EXERCISE DETAILS => Could you transcribe every record below exactly as written, excluding the pictures?

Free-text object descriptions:
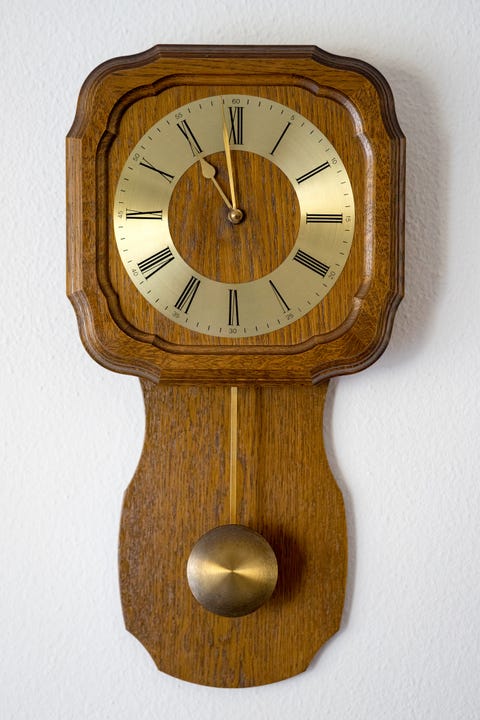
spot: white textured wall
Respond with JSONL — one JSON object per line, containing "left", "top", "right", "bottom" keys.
{"left": 2, "top": 0, "right": 480, "bottom": 717}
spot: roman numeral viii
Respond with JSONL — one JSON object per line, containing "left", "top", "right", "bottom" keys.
{"left": 174, "top": 276, "right": 201, "bottom": 313}
{"left": 137, "top": 247, "right": 174, "bottom": 279}
{"left": 293, "top": 249, "right": 330, "bottom": 277}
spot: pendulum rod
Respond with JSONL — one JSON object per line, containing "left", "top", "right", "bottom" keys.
{"left": 229, "top": 386, "right": 238, "bottom": 524}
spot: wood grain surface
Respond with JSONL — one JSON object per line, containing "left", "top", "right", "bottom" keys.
{"left": 119, "top": 381, "right": 347, "bottom": 687}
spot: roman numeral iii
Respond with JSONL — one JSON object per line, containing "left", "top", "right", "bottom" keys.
{"left": 306, "top": 213, "right": 343, "bottom": 223}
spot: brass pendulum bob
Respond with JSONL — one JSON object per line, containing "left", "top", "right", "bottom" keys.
{"left": 187, "top": 524, "right": 278, "bottom": 617}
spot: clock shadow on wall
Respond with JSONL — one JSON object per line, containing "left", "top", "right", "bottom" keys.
{"left": 373, "top": 65, "right": 444, "bottom": 363}
{"left": 313, "top": 65, "right": 443, "bottom": 673}
{"left": 67, "top": 45, "right": 405, "bottom": 688}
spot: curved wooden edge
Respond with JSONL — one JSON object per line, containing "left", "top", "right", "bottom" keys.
{"left": 68, "top": 290, "right": 161, "bottom": 383}
{"left": 66, "top": 45, "right": 405, "bottom": 385}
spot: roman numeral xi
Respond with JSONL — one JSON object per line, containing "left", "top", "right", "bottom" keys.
{"left": 177, "top": 120, "right": 202, "bottom": 156}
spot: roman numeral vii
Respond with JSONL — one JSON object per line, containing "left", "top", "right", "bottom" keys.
{"left": 174, "top": 276, "right": 201, "bottom": 313}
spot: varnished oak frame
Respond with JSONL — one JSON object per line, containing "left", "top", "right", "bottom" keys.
{"left": 67, "top": 45, "right": 405, "bottom": 687}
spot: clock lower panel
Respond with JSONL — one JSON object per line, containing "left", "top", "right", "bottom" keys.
{"left": 119, "top": 382, "right": 347, "bottom": 687}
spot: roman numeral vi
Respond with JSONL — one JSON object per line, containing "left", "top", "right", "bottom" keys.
{"left": 228, "top": 289, "right": 240, "bottom": 326}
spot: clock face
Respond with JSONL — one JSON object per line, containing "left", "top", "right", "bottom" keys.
{"left": 113, "top": 94, "right": 355, "bottom": 338}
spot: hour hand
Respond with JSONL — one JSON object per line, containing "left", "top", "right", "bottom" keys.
{"left": 199, "top": 158, "right": 243, "bottom": 224}
{"left": 200, "top": 158, "right": 232, "bottom": 208}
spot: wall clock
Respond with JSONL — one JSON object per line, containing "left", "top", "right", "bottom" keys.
{"left": 67, "top": 45, "right": 405, "bottom": 687}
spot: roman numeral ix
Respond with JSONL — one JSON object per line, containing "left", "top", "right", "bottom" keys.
{"left": 126, "top": 209, "right": 163, "bottom": 220}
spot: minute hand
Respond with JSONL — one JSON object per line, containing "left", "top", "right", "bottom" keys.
{"left": 222, "top": 106, "right": 238, "bottom": 211}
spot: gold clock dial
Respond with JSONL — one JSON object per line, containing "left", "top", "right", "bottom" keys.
{"left": 113, "top": 94, "right": 355, "bottom": 338}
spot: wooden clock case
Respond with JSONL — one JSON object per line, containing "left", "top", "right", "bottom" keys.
{"left": 67, "top": 45, "right": 405, "bottom": 687}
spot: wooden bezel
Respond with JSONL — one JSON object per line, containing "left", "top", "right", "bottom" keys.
{"left": 67, "top": 45, "right": 405, "bottom": 385}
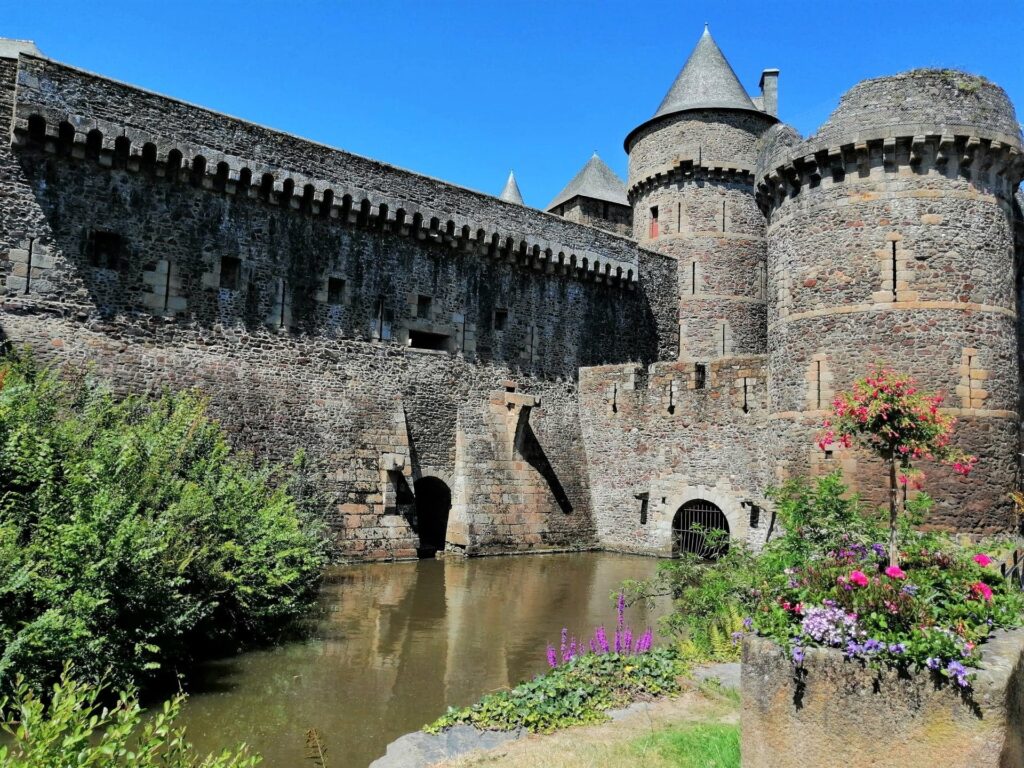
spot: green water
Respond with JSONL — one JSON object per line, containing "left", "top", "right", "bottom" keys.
{"left": 177, "top": 552, "right": 668, "bottom": 768}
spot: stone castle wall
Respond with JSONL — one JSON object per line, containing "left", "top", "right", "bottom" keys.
{"left": 555, "top": 197, "right": 633, "bottom": 238}
{"left": 0, "top": 53, "right": 678, "bottom": 559}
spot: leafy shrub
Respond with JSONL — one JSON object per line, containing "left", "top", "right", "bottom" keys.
{"left": 0, "top": 355, "right": 328, "bottom": 694}
{"left": 638, "top": 471, "right": 1024, "bottom": 687}
{"left": 425, "top": 648, "right": 683, "bottom": 733}
{"left": 0, "top": 667, "right": 260, "bottom": 767}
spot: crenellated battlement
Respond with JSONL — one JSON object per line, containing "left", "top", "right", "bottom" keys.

RESPONSE TO THIS TASK =>
spot: white textured wall
Respond with JSONL — one JSON object per line, containing "left", "top", "right", "bottom" keys.
{"left": 2, "top": 0, "right": 480, "bottom": 717}
spot: roman numeral viii
Respond with JSONL — one JSON object per line, containing "left", "top", "right", "bottom" keys.
{"left": 174, "top": 276, "right": 201, "bottom": 313}
{"left": 137, "top": 247, "right": 174, "bottom": 279}
{"left": 293, "top": 249, "right": 330, "bottom": 277}
spot: pendulum rod
Respond with JSONL — one JSON object per line, containing "left", "top", "right", "bottom" keys.
{"left": 229, "top": 386, "right": 238, "bottom": 524}
spot: wood grain surface
Respond with JSONL — one JSON object per line, containing "left", "top", "right", "bottom" keys.
{"left": 119, "top": 381, "right": 347, "bottom": 687}
spot: roman numeral iii
Respond with JSONL — one JSON object per line, containing "left", "top", "right", "bottom" keys.
{"left": 306, "top": 213, "right": 343, "bottom": 223}
spot: brass pendulum bob
Respond with JSONL — one JSON object per line, containing "left", "top", "right", "bottom" keys.
{"left": 187, "top": 524, "right": 278, "bottom": 617}
spot: clock shadow on wall
Respond with JSONL — one JSON object per line, containing "left", "top", "right", "bottom" keys.
{"left": 373, "top": 65, "right": 444, "bottom": 363}
{"left": 313, "top": 65, "right": 443, "bottom": 673}
{"left": 67, "top": 45, "right": 405, "bottom": 688}
spot: curved wooden edge
Respond with JSONL — one JSON object per line, containing "left", "top", "right", "bottom" keys.
{"left": 68, "top": 290, "right": 161, "bottom": 383}
{"left": 66, "top": 45, "right": 405, "bottom": 385}
spot: roman numeral xi
Respond with JSONL — one JSON object per line, containing "left", "top", "right", "bottom" keys.
{"left": 177, "top": 120, "right": 202, "bottom": 156}
spot: roman numeral vii
Respond with JSONL — one JSON object per line, containing "left", "top", "right", "bottom" keys.
{"left": 174, "top": 276, "right": 201, "bottom": 313}
spot: varnished oak frame
Respond with JSONL — one JSON object per line, containing "left", "top", "right", "bottom" keys.
{"left": 67, "top": 45, "right": 405, "bottom": 687}
spot: clock lower panel
Respond with JSONL — one JSON object per line, containing "left", "top", "right", "bottom" keys.
{"left": 119, "top": 382, "right": 347, "bottom": 687}
spot: roman numeral vi
Respond with JSONL — one JSON object per line, containing "left", "top", "right", "bottom" keys.
{"left": 228, "top": 289, "right": 240, "bottom": 326}
spot: clock face
Respond with JSONL — one JSON object per line, containing "left", "top", "right", "bottom" keys.
{"left": 113, "top": 94, "right": 355, "bottom": 338}
spot: hour hand
Respond with JSONL — one JSON object per line, containing "left", "top", "right", "bottom" keys.
{"left": 199, "top": 158, "right": 243, "bottom": 224}
{"left": 200, "top": 158, "right": 232, "bottom": 208}
spot: wall clock
Respond with JSONL — one JSON object per line, containing "left", "top", "right", "bottom" keys.
{"left": 67, "top": 45, "right": 405, "bottom": 687}
spot: roman numeral ix
Respond with JSONL — one JSON object per line, containing "left", "top", "right", "bottom" keys.
{"left": 126, "top": 209, "right": 163, "bottom": 220}
spot: minute hand
Respond with JSONL — one JSON object per line, containing "left", "top", "right", "bottom" keys.
{"left": 222, "top": 106, "right": 238, "bottom": 211}
spot: gold clock dial
Respond with JSONL — one JSON object per line, containing "left", "top", "right", "bottom" keys.
{"left": 113, "top": 94, "right": 355, "bottom": 338}
spot: wooden clock case
Respond with JSONL — one JSON object per line, containing "left", "top", "right", "bottom" keys.
{"left": 67, "top": 45, "right": 405, "bottom": 687}
spot: wooden bezel
Respond with JSONL — one JSON object per line, containing "left", "top", "right", "bottom" keys.
{"left": 67, "top": 45, "right": 405, "bottom": 385}
spot: green water
Respond with JSONL — one JSON object per line, containing "left", "top", "right", "bottom" keys.
{"left": 177, "top": 552, "right": 668, "bottom": 768}
spot: stone castle wall
Respond with JSONL — one JSON object per line, containing "left", "top", "right", "bottom" keys.
{"left": 555, "top": 197, "right": 633, "bottom": 238}
{"left": 0, "top": 53, "right": 678, "bottom": 559}
spot: leafy shrub
Respond with JSONL — one JSON object per line, containing "left", "top", "right", "bottom" keys.
{"left": 0, "top": 355, "right": 328, "bottom": 694}
{"left": 638, "top": 471, "right": 1024, "bottom": 687}
{"left": 425, "top": 648, "right": 683, "bottom": 733}
{"left": 0, "top": 667, "right": 260, "bottom": 767}
spot: crenellated battlement
Respond with JSONL — one JSON object per line, containing "left", "top", "right", "bottom" keys.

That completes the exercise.